Exercise aim: Output all of the listing, leaving every line exactly as written.
━━━ Source information
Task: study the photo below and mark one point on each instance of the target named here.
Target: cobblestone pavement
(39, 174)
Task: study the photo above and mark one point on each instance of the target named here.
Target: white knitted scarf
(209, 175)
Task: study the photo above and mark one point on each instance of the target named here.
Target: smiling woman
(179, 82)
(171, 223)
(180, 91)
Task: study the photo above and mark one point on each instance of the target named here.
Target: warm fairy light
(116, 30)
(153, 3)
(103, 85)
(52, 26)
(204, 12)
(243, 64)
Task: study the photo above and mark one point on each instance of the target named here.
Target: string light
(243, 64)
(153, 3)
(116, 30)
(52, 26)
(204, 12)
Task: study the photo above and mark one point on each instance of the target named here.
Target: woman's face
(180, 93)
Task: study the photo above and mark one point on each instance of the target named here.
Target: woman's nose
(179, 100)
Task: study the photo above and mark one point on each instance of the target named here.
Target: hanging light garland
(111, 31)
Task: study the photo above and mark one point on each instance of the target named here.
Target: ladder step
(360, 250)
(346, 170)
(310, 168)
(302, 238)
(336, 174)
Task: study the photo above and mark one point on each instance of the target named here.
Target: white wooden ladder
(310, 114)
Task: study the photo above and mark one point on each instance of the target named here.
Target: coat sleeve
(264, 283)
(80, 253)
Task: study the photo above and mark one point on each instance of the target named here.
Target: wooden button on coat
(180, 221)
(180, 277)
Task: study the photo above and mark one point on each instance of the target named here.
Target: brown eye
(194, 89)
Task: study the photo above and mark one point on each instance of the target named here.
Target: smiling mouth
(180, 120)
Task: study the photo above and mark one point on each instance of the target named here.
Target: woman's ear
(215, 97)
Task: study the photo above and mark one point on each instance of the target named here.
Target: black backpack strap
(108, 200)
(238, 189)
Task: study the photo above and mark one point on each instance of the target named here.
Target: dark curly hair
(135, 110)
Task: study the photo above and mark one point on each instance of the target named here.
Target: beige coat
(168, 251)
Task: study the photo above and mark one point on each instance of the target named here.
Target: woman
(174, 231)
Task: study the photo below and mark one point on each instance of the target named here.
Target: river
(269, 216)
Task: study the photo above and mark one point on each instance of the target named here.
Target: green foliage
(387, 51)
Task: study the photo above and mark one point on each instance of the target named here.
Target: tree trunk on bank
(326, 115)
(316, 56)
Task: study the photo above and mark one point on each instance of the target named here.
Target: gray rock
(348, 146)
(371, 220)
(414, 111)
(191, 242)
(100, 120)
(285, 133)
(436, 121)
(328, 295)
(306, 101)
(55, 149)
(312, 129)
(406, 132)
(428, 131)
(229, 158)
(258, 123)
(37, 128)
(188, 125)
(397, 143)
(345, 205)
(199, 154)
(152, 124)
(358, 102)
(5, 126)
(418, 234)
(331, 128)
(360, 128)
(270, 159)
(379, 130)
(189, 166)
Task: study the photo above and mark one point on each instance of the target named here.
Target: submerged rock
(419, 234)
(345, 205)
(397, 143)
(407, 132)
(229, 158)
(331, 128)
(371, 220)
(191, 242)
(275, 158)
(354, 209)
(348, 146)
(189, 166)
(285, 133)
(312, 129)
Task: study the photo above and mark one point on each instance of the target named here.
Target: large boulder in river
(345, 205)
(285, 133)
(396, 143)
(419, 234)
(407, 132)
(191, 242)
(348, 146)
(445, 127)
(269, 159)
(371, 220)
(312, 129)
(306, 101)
━━━━━━
Task response:
Task: study the photo below and mark one point on each instance of the target named here.
Target: cobblestone pavement
(39, 174)
Task: study the photo above and mark one point on each instance of the target named here.
Target: white knitted scarf
(209, 175)
Task: study the photo above and mark one point on each instance of the target named here.
Target: smiling woman
(179, 82)
(171, 223)
(180, 91)
Task: study the photo above and mark one point on each instance of the target named here.
Target: warm fairy light
(116, 30)
(153, 3)
(103, 85)
(52, 26)
(204, 12)
(243, 64)
Task: study the photo above and mark one point on each instance of the target named here.
Target: string light
(243, 64)
(153, 3)
(116, 30)
(52, 26)
(204, 12)
Task: study the photo above and mark one point on each instance of the target named here.
Target: woman's face
(180, 93)
Task: study the photo above and mark one point on each instance of the target named here.
Target: woman's nose
(179, 100)
Task: study the photo above and mark one point on each instance of the target named here.
Target: hanging light garland
(111, 31)
Task: study the photo above and mark one point on each instance of the target named here.
Target: ladder step
(360, 250)
(346, 170)
(310, 168)
(302, 238)
(336, 174)
Task: study the photo above and mark one point on each instance of the target named here.
Target: white wooden ladder
(310, 114)
Task: study the photo above and mark one point on each instance of the target named here.
Target: coat sleeve
(264, 283)
(80, 253)
Task: study the photo above and mark one point on each instance of the target named here.
Target: wooden button on coat
(180, 221)
(180, 277)
Task: study the photo above and mark one point on each instance of the target named here.
Target: brown eye
(194, 89)
Task: study the photo above and mark one point on each instance of the target named here.
Target: smiling mouth
(180, 120)
Task: study the photo above and mark one point on each instance of the target named here.
Target: woman's ear
(215, 97)
Task: study the photo above and mark one point on each instance of the target named here.
Target: black backpack strap
(108, 200)
(238, 189)
Task: study the photo above and mark one point on each instance of the target named here.
Target: dark curly hair
(135, 110)
Task: study the photo above and mark one point on each instance of the target named here.
Target: beige coat
(168, 251)
Task: study the photo above and mark one point on each instance of the target named here.
Target: woman
(174, 231)
Task: study the photo below and mark one point on each instance of the target named here.
Target: river
(269, 216)
Task: study the photo above and mark one point on each instance of the target named here.
Target: green foliage
(387, 51)
Task: study the photo above and mark one point on each instance of the target named here.
Target: tree trunk on bank
(326, 115)
(316, 56)
Task: study the photo above and mark one point on each instance of the target named here.
Target: gray rock
(348, 146)
(371, 220)
(414, 111)
(191, 242)
(100, 120)
(285, 133)
(436, 121)
(328, 295)
(306, 101)
(55, 149)
(312, 129)
(406, 132)
(428, 131)
(229, 158)
(258, 123)
(37, 128)
(188, 125)
(397, 143)
(345, 205)
(199, 154)
(152, 124)
(358, 102)
(5, 126)
(418, 234)
(331, 128)
(360, 128)
(270, 159)
(379, 130)
(189, 166)
Task: study the photo above and mark one point on each instance of the target named here.
Target: submerged rock
(419, 234)
(345, 205)
(397, 143)
(407, 132)
(229, 158)
(331, 128)
(371, 220)
(191, 242)
(275, 158)
(354, 209)
(348, 146)
(189, 166)
(285, 133)
(312, 129)
Task: study the photo above and mark one point on each instance of the target named here.
Target: large boulder in river
(345, 205)
(285, 133)
(396, 143)
(419, 234)
(407, 132)
(191, 242)
(348, 146)
(445, 127)
(269, 159)
(371, 220)
(312, 129)
(306, 101)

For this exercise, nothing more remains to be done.